▸ Aim of the task:
Reproduce the items in the part that begins with the line containing "Return one point per instance of the sidewalk" and ends with the line containing "(1111, 360)", substituting "brown leather handbag" for "black leather handbag" and leaving everything else unchanged. Return only those lines.

▸ Provided records:
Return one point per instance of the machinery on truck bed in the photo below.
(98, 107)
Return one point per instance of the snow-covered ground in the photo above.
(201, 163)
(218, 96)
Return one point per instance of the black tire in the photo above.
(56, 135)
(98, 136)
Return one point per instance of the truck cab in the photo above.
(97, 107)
...
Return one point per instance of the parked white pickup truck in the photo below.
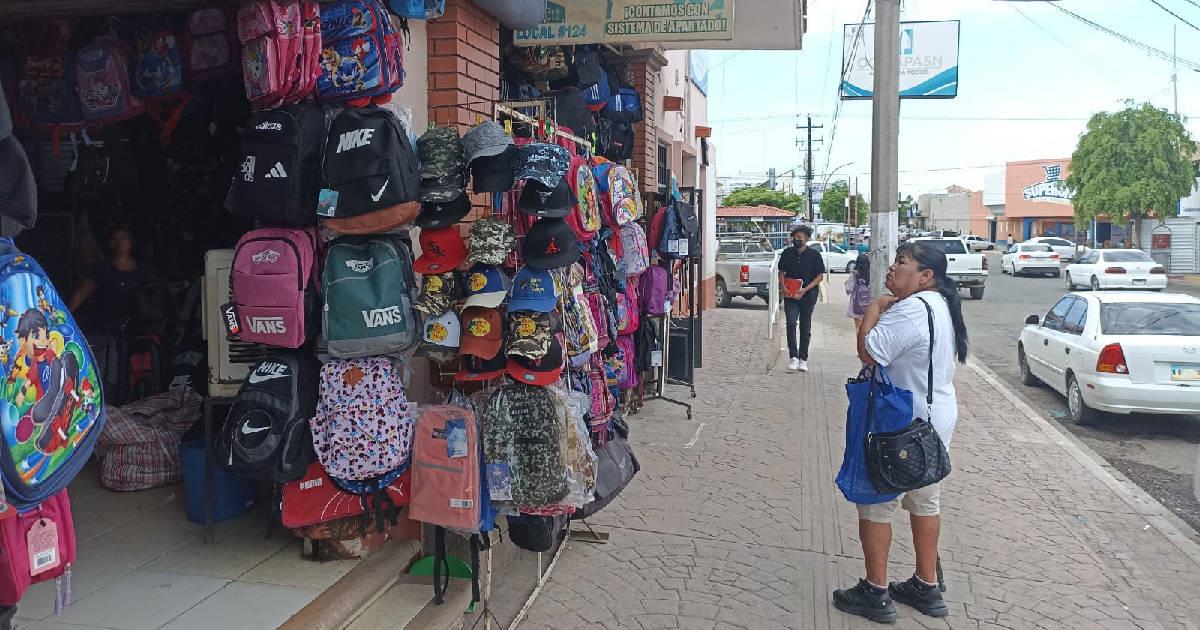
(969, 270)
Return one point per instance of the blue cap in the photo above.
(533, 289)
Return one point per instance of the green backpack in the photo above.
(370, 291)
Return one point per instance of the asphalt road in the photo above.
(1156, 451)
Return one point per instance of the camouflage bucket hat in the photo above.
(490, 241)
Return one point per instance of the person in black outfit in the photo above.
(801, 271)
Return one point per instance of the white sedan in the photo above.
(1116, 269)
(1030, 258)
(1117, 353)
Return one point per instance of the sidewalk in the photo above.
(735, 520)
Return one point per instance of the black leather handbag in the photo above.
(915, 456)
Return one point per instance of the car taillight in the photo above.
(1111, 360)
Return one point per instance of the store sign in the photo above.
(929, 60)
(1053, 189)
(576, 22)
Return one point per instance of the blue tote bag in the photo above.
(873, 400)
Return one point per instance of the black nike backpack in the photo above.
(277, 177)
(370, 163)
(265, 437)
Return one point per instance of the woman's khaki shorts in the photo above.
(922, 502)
--
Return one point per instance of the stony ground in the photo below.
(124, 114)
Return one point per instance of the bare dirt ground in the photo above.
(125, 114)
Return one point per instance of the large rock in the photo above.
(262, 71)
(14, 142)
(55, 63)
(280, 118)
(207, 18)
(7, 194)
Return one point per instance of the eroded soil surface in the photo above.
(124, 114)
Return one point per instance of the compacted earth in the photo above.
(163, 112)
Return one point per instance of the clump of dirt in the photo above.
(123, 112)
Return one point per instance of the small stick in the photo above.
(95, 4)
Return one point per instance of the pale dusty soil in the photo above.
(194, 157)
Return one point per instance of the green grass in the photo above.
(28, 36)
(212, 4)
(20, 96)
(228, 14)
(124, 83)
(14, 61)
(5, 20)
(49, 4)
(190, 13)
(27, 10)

▸ Completed exercise:
Return one point per instance of the sidewalk in the photo above.
(735, 520)
Return one point per instance of the brown leather handbag in the photo above.
(915, 456)
Return one point per instance of the car taillight in the photo above.
(1111, 360)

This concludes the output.